▶ WHAT YOU WILL DO
All entries below need to be written out exactly, but without their pictures.

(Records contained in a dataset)

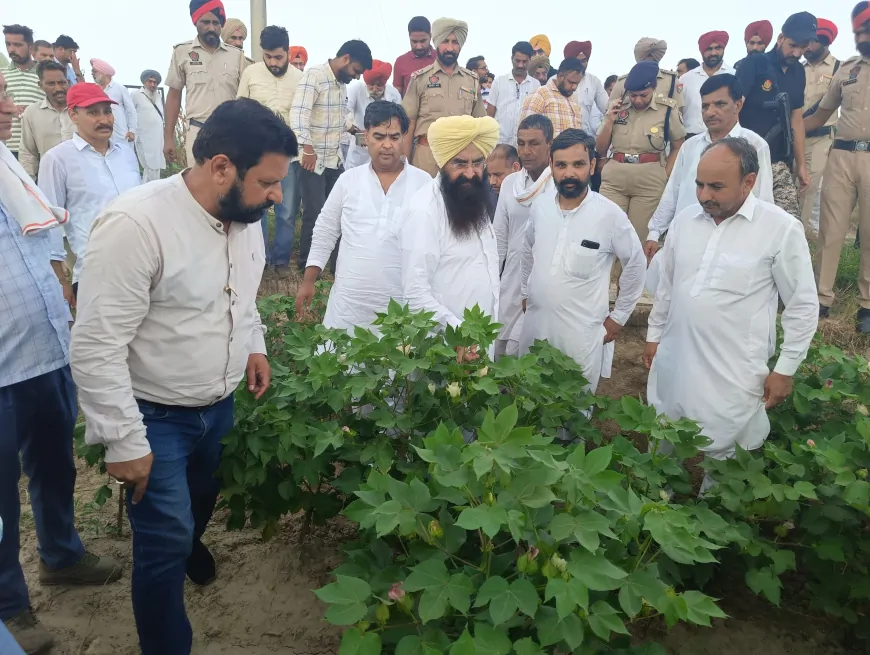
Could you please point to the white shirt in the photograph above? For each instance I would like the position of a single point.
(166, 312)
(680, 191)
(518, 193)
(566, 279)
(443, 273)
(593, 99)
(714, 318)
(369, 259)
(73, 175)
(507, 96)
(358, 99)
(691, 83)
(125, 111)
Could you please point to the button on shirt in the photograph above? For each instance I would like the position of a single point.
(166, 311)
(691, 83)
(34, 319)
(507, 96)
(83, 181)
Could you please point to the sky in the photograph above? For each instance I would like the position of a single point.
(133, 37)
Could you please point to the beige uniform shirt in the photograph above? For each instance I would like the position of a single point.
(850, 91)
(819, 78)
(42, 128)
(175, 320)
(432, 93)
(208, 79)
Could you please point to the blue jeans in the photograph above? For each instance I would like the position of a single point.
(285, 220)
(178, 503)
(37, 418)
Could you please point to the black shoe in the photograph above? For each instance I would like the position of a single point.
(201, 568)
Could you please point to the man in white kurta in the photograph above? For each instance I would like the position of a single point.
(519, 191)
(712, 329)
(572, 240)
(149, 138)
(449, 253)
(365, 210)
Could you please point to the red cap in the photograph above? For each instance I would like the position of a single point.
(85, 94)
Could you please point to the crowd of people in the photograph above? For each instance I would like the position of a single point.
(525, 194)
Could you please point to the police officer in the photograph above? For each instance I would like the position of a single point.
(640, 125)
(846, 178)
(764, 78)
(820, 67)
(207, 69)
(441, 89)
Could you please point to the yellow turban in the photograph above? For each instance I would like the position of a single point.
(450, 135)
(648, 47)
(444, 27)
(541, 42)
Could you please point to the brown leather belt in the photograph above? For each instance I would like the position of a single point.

▶ FINISHED EXERCISE
Could you please point to the white shirt in the photograph above? For each instance I would like the position of a single point.
(166, 312)
(680, 191)
(518, 193)
(566, 279)
(443, 273)
(593, 99)
(714, 318)
(369, 259)
(73, 175)
(507, 96)
(358, 99)
(691, 83)
(125, 111)
Could you please point to the button on shirt in the photograph above? For each instance I would like the position of a single point.
(166, 311)
(691, 83)
(34, 319)
(507, 96)
(83, 181)
Could you please point to the sky in the photograph above? For each instance I would like the position of a single point.
(133, 37)
Could you please point to the beige uniform shirt in the photograph above? For each instance I would like the position of a single point.
(850, 91)
(819, 78)
(42, 128)
(175, 320)
(432, 93)
(208, 79)
Could you please point to the blue jeans in the photograph above? For each instance I would like the position of a single point.
(285, 220)
(178, 503)
(37, 418)
Could you please point to the black shoe in the photograph above? For each instance I would like the position of a single point.
(201, 568)
Could you please point to the man in white kurta in the photograph above? For each instance I would like the position of a single point.
(519, 191)
(712, 329)
(572, 240)
(149, 138)
(449, 253)
(365, 210)
Could you please point to the red cap in the photograph above? For each instance I would like the position of a single point.
(85, 94)
Could you please point to the crowd of people in the photograph above? For each instance I would like the position of a single point.
(525, 194)
Could you please point to the police officer in the photograph above? For each instance I would like the position of a single point.
(640, 125)
(846, 178)
(764, 78)
(820, 67)
(207, 69)
(441, 89)
Could you please point to the yellow turban in the photograph above? For each instance I would like the position of a single point.
(450, 135)
(648, 47)
(444, 27)
(541, 42)
Could you please point to the brown leather belt in the photograph above? For each instance I would like the position of a single point.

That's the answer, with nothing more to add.